-------- Source records --------

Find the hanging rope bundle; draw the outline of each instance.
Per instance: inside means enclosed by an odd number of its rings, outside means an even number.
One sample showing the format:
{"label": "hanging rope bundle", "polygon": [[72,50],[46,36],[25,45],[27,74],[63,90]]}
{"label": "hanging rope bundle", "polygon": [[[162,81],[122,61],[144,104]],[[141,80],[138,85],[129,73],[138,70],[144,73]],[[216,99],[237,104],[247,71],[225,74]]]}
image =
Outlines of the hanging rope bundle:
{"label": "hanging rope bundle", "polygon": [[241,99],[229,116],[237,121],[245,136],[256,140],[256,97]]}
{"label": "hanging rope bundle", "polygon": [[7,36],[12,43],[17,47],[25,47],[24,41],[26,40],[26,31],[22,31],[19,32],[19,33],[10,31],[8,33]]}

--------

▶ **Exercise aim**: Copy these lines over word for word, leaving nothing out.

▶ **Response to the task**:
Find the hanging rope bundle; draw the outline of each instance.
Per instance: inside means enclosed by an odd number of its rings, outside means an even number.
One sample showing the format:
{"label": "hanging rope bundle", "polygon": [[72,50],[46,36],[25,45],[27,74],[63,90]]}
{"label": "hanging rope bundle", "polygon": [[[162,81],[122,61],[144,104]],[[141,80],[138,85],[129,73],[138,70],[144,73]],[[216,99],[237,104],[247,71],[225,74]]]}
image =
Outlines of the hanging rope bundle:
{"label": "hanging rope bundle", "polygon": [[241,99],[229,116],[237,121],[245,136],[256,140],[256,97]]}
{"label": "hanging rope bundle", "polygon": [[7,36],[12,43],[17,47],[25,47],[24,41],[26,40],[26,31],[22,31],[19,32],[19,33],[10,31],[8,33]]}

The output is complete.